(Supplied material)
-- BEGIN --

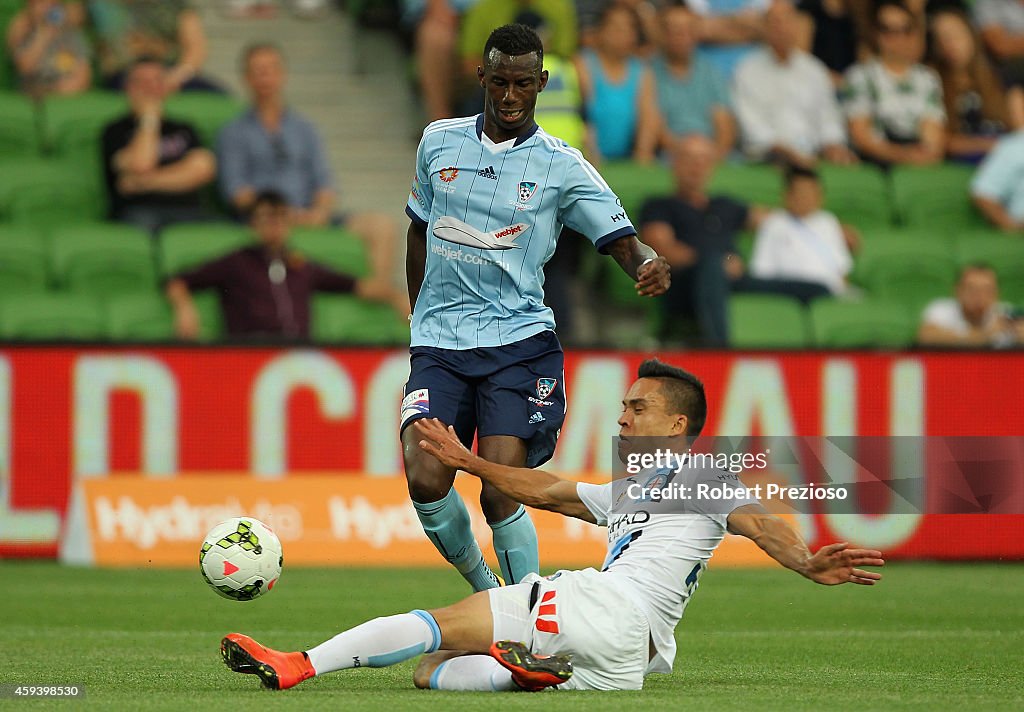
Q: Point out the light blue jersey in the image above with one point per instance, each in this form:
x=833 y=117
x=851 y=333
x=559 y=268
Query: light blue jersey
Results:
x=494 y=213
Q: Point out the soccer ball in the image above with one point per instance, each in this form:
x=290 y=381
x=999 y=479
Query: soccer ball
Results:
x=241 y=558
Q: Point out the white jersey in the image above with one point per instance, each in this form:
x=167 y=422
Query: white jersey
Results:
x=659 y=555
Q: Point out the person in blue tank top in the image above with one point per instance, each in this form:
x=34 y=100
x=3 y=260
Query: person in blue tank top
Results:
x=488 y=200
x=619 y=90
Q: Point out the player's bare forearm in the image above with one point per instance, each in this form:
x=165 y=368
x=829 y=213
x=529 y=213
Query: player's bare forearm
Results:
x=416 y=259
x=530 y=487
x=776 y=538
x=829 y=566
x=643 y=264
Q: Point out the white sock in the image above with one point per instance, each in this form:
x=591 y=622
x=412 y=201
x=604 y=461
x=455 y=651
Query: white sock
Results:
x=378 y=643
x=472 y=673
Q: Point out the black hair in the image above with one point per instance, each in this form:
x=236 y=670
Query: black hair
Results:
x=270 y=199
x=253 y=48
x=882 y=4
x=976 y=266
x=795 y=171
x=683 y=392
x=514 y=40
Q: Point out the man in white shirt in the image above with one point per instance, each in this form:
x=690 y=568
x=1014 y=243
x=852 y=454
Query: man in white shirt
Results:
x=975 y=319
x=615 y=624
x=784 y=98
x=802 y=242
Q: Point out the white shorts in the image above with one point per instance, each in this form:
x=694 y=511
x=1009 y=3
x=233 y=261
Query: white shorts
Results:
x=582 y=614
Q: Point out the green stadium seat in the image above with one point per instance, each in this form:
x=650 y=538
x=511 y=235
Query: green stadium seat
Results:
x=872 y=324
x=344 y=319
x=49 y=193
x=23 y=260
x=857 y=195
x=1005 y=253
x=758 y=184
x=18 y=129
x=138 y=318
x=935 y=197
x=908 y=269
x=192 y=244
x=208 y=113
x=50 y=317
x=102 y=258
x=635 y=183
x=767 y=321
x=74 y=125
x=333 y=247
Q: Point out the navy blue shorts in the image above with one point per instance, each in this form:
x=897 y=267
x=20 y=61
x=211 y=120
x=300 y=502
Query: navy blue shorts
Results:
x=516 y=389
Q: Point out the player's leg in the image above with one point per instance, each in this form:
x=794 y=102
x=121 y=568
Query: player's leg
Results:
x=435 y=390
x=519 y=411
x=513 y=534
x=383 y=641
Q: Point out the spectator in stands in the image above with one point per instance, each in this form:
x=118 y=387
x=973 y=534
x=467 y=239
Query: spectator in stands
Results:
x=977 y=107
x=1001 y=27
x=589 y=16
x=271 y=147
x=691 y=94
x=166 y=30
x=695 y=233
x=729 y=31
x=558 y=17
x=997 y=190
x=265 y=289
x=48 y=49
x=435 y=27
x=784 y=99
x=154 y=167
x=619 y=91
x=893 y=102
x=975 y=319
x=835 y=32
x=802 y=242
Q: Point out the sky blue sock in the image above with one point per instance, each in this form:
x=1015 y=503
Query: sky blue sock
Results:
x=515 y=544
x=448 y=527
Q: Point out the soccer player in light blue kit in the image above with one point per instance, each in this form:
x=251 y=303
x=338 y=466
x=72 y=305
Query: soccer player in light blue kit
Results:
x=491 y=196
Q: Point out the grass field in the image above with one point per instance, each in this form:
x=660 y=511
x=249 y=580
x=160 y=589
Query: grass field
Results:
x=930 y=636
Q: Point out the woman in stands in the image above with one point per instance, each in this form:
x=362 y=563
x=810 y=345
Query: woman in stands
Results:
x=48 y=48
x=978 y=108
x=619 y=90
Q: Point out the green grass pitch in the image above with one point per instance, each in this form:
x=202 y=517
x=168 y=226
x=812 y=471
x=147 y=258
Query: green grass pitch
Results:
x=930 y=636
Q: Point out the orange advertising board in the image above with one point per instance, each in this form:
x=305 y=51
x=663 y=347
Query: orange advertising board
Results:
x=349 y=520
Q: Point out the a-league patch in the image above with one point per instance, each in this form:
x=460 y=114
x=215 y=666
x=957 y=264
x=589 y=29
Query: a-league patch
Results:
x=545 y=386
x=417 y=403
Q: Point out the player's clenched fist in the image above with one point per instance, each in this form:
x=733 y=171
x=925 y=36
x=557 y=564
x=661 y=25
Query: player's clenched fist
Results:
x=442 y=443
x=653 y=278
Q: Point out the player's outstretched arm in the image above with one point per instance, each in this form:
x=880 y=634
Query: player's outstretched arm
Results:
x=643 y=264
x=832 y=564
x=416 y=259
x=530 y=487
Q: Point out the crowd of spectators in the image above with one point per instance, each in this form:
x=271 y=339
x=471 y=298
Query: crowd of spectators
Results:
x=692 y=84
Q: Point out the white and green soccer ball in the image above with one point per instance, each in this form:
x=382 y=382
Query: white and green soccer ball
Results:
x=241 y=558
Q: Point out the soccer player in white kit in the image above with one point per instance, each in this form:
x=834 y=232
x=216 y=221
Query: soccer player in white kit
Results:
x=584 y=629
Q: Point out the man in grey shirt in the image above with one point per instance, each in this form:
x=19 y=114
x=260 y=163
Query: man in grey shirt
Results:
x=272 y=148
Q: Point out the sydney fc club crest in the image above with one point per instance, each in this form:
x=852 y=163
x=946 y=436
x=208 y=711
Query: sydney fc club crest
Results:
x=526 y=191
x=545 y=386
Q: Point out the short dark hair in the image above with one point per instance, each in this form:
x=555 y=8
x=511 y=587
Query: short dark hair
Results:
x=883 y=4
x=976 y=266
x=514 y=40
x=253 y=48
x=270 y=199
x=794 y=172
x=683 y=392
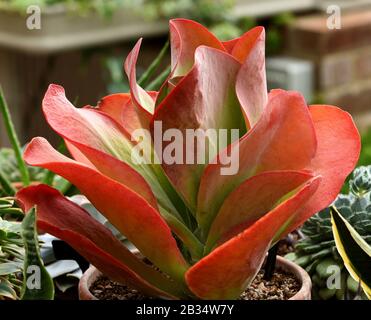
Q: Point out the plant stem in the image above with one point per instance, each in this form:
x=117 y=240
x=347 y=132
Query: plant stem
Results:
x=49 y=175
x=270 y=265
x=154 y=65
x=9 y=126
x=5 y=183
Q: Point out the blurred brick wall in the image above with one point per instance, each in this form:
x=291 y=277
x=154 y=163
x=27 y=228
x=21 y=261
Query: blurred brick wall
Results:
x=342 y=58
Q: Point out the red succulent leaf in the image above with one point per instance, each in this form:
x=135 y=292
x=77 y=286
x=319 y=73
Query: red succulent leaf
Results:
x=129 y=212
x=114 y=104
x=251 y=85
x=283 y=139
x=229 y=269
x=186 y=36
x=337 y=154
x=121 y=108
x=66 y=220
x=216 y=107
x=251 y=200
x=141 y=99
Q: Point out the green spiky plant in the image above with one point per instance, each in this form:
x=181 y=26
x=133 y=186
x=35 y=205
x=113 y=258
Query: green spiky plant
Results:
x=19 y=249
x=11 y=252
x=316 y=252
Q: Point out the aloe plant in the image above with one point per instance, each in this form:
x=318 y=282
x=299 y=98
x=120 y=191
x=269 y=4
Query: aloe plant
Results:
x=353 y=249
x=11 y=252
x=206 y=230
x=317 y=250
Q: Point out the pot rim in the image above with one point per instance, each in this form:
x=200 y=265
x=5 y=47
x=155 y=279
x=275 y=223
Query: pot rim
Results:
x=304 y=293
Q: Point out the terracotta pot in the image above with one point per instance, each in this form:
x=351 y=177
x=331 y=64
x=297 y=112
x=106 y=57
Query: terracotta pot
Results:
x=92 y=274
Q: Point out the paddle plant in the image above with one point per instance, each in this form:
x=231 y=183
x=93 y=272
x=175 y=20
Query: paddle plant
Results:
x=206 y=231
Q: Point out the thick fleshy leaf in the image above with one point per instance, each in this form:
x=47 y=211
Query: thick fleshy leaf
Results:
x=90 y=129
x=120 y=172
x=251 y=85
x=353 y=249
x=251 y=200
x=68 y=221
x=130 y=213
x=283 y=139
x=339 y=145
x=229 y=269
x=186 y=36
x=204 y=99
x=114 y=104
x=140 y=97
x=95 y=129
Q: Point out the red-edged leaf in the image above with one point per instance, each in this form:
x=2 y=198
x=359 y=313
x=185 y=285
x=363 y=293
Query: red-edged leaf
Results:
x=141 y=98
x=77 y=154
x=186 y=36
x=337 y=154
x=89 y=128
x=129 y=212
x=68 y=221
x=251 y=200
x=204 y=99
x=283 y=139
x=251 y=83
x=229 y=269
x=85 y=125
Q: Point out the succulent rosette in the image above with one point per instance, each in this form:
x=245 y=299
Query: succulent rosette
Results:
x=206 y=232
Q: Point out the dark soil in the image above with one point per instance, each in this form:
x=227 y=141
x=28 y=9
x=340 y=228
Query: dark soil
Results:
x=105 y=289
x=287 y=244
x=282 y=286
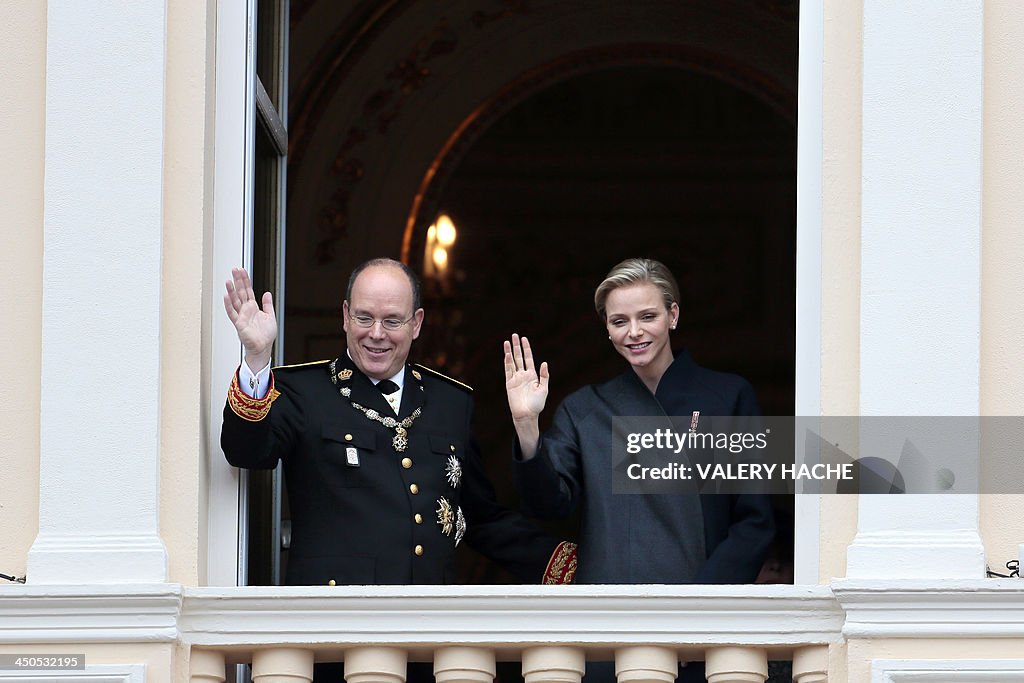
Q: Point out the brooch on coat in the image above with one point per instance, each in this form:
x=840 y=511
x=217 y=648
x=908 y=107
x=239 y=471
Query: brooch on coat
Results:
x=400 y=439
x=453 y=471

-- END --

(Aim of the task)
Quote the material above exactly, from the line holding "Q: Point out the red-edged" through its last line, including both. Omit the pictures.

(Correct answer)
Q: Point out the red-edged leaf in the image above with one point per instance, each in this form:
x=2 y=198
x=359 y=313
x=185 y=285
x=363 y=293
Query: red-edged leaf
Results:
x=141 y=98
x=77 y=154
x=186 y=36
x=337 y=154
x=89 y=128
x=129 y=212
x=68 y=221
x=251 y=200
x=204 y=99
x=283 y=139
x=251 y=83
x=229 y=269
x=85 y=125
Q: Point out the succulent rosette in the image above with one point per instance, each in this form:
x=245 y=299
Query: succulent rosette
Results:
x=206 y=232
Q: Point out the dark soil in the image above with one point per instance, each in this form:
x=227 y=141
x=28 y=9
x=340 y=228
Query: dark soil
Results:
x=105 y=289
x=287 y=244
x=282 y=286
Q: Point out the brooch on coat in the image above with one point per instance, each in this form:
x=840 y=511
x=217 y=648
x=908 y=107
x=239 y=471
Query: brooch on coat
Results:
x=400 y=439
x=453 y=471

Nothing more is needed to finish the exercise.